#### Kurzauftrag 1:
Beantworte anhand des Kommentars zur Handball-Weltmeisterschaft diese Fragen:
(a) Welches Land richtete die Weltmeisterschaft im eigenen Land aus?
(b) Gegen welche Mannschaft verlor Katar das Endspiel, und mit welchem Ergebnis?
(c) Wie viele Spieler konnte Katar laut dem Kommentar aus eigener „Talentezucht“ für den A-Kader heranziehen?

#### Dokument:
........

Schattenblick → INFOPOOL → SPORT → MEINUNGEN


KOMMENTAR/224: Gleichschritt der Nutznießer ... (SB)


Marktförmige Immunregulation: Käuflicher Handball - käufliche Menschen(rechtspolitik)


Die Wettbewerbsapologeten welcher Profession auch immer leben davon, daß sie eine "Glaubwürdigkeit" oder "Integrität" des organisierten Sports unterstellen, die mit allen Mitteln vor Angriffen oder Erosionen bewahrt werden müßte. Anläßlich der Handball-Weltmeisterschaft im eigenen Land hat nun Katar in einer Deutlichkeit, die nichts zu wünschen übrig läßt, vor Augen geführt, wie käuflich die Sportwelt ist, die sich auf ihre hehren Prinzipien, Kodexe und Werte so viel einbildet!

Schade nur, daß der steinreichen Golfmonarchie der totale Triumph bei der WM verwehrt blieb. Im Endspiel unterlag die hauptsächlich aus eingebürgerten Weltklassespielern bestehende Auswahl Katars dem Seriengewinner Frankreich mit 22:25 und verpaßte damit knapp die "Sensation", als erste nichteuropäische Handball-Nation einen globalen Titel einzuheimsen. Wobei der internationale Nationenwettbewerb ohnehin nicht mehr gilt, weil fast alle Nationen regen Gebrauch von der Praxis der Einbürgerung machen. So ist auch den Kataris nicht vorzuhalten, daß sie als Land ohne gewachsene Sporttradition auf ausländische Söldner setzten, den von privatwirtschaftlichen Profit- und staatlichen Renommierinteressen beherrschten Stellvertreterkrieg auf dem Spielfeld für sie zu gewinnen. Aus eigener "Talentezucht" - und das ist in diesem Gewerbe auch so gemeint, wie es sich anhört - vermochte Katar lediglich vier Ballwerfer für das A-Kader heranzuziehen.

........

#### Bereitgestellte Daten:
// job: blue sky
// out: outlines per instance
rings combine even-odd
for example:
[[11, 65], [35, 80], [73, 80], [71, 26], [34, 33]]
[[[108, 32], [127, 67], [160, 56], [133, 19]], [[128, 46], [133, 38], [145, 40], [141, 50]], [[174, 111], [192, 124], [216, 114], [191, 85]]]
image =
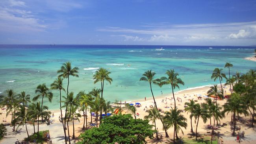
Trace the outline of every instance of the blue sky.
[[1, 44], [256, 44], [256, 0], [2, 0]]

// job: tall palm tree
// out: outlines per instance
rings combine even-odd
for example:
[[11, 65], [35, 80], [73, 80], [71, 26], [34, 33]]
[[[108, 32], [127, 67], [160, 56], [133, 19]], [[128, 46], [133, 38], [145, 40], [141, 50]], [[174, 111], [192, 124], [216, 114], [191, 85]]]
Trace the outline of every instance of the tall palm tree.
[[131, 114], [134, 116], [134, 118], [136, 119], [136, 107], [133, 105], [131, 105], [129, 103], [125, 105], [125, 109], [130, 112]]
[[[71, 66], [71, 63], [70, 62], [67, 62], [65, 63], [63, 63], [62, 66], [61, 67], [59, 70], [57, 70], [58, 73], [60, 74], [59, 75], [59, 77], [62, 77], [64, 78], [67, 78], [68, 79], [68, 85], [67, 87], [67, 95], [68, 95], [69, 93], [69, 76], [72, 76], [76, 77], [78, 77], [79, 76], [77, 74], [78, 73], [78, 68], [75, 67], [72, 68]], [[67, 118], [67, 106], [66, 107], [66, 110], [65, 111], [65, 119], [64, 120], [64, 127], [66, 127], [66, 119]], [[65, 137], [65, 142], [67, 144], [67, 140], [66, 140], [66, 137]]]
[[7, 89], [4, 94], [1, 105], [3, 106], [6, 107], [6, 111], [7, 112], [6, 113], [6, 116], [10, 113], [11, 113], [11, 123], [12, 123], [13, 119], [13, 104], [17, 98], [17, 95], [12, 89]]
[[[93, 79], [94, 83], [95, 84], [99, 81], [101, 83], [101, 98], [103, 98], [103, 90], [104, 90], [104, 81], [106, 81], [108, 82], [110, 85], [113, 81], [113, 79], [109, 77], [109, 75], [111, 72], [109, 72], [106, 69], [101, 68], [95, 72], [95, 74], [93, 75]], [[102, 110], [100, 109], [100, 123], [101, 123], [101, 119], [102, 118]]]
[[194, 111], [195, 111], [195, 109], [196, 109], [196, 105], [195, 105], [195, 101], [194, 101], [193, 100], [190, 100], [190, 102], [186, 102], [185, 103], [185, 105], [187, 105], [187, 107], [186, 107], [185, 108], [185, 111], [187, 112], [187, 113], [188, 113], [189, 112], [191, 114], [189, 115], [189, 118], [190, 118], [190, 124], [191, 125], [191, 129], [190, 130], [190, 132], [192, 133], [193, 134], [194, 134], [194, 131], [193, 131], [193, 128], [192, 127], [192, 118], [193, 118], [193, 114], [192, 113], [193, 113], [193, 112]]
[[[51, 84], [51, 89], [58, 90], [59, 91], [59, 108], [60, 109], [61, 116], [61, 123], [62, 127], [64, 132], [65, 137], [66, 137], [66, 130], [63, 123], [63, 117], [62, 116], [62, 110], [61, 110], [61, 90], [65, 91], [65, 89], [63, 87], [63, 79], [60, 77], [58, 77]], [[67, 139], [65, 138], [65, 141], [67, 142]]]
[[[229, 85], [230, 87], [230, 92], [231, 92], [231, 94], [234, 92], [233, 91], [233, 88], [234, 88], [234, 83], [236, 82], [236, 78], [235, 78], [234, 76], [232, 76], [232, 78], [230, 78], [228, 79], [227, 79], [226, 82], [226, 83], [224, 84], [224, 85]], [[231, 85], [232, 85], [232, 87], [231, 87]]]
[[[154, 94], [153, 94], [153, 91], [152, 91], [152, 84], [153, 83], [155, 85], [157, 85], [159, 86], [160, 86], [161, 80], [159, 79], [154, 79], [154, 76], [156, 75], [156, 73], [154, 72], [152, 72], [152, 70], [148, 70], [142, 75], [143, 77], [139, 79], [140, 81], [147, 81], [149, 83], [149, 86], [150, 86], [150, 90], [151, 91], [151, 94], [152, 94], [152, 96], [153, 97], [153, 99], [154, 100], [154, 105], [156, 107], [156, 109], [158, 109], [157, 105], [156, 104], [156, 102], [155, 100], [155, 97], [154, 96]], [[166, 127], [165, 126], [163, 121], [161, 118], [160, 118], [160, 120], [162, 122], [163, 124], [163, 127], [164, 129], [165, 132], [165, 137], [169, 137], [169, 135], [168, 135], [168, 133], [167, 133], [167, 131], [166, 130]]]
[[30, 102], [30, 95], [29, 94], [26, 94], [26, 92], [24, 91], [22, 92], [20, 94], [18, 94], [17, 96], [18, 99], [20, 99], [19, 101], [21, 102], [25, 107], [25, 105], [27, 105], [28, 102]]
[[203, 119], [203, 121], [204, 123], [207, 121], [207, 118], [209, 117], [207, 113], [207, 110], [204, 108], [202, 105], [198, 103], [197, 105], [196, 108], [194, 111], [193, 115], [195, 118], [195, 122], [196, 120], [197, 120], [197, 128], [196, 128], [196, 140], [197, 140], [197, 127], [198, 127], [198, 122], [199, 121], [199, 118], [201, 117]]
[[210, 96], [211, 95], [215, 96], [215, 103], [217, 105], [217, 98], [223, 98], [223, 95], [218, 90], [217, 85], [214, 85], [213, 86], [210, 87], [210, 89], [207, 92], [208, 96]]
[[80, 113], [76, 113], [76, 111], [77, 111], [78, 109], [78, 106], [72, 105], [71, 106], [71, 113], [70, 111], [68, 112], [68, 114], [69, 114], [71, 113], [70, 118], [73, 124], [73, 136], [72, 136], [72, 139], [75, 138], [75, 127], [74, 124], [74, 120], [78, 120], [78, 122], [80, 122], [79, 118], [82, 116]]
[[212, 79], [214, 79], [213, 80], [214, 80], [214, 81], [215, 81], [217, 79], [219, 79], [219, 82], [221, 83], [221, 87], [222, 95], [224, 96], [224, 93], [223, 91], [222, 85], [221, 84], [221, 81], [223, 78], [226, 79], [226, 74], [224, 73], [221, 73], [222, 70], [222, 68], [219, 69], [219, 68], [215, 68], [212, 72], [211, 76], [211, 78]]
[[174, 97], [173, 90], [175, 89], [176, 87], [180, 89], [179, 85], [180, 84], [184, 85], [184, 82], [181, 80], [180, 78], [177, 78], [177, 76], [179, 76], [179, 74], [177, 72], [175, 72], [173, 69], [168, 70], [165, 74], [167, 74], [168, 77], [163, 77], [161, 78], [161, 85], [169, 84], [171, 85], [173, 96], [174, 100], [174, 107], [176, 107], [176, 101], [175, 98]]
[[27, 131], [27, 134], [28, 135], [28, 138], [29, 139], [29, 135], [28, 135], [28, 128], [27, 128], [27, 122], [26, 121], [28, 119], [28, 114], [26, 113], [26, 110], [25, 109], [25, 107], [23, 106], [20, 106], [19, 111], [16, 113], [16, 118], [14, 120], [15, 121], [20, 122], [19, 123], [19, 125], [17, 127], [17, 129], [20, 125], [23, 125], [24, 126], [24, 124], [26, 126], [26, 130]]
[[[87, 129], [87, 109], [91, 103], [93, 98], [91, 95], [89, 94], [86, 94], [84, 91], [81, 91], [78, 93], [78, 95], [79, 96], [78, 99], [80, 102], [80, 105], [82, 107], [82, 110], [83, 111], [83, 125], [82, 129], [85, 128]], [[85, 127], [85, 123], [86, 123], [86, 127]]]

........

#### Kurzauftrag 2:
Gib aus den Einträgen die Zeilen von der Zeile mit „job: tall palm tree“ bis einschließlich der Zeile mit „109], [130, 112]]“ wortgetreu wieder.

#### Vollständige Antwort 1:
(a) Katar
(b) Gegen Frankreich, mit 22:25
(c) Vier

#### Vollständige Antwort 2:
// job: tall palm tree
// out: outlines per instance
rings combine even-odd
for example:
[[11, 65], [35, 80], [73, 80], [71, 26], [34, 33]]
[[[108, 32], [127, 67], [160, 56], [133, 19]], [[128, 46], [133, 38], [145, 40], [141, 50]], [[174, 111], [192, 124], [216, 114], [191, 85]]]
Trace the outline of every instance of the tall palm tree.
[[131, 114], [134, 116], [134, 118], [136, 119], [136, 107], [133, 105], [131, 105], [129, 103], [125, 105], [125, 109], [130, 112]]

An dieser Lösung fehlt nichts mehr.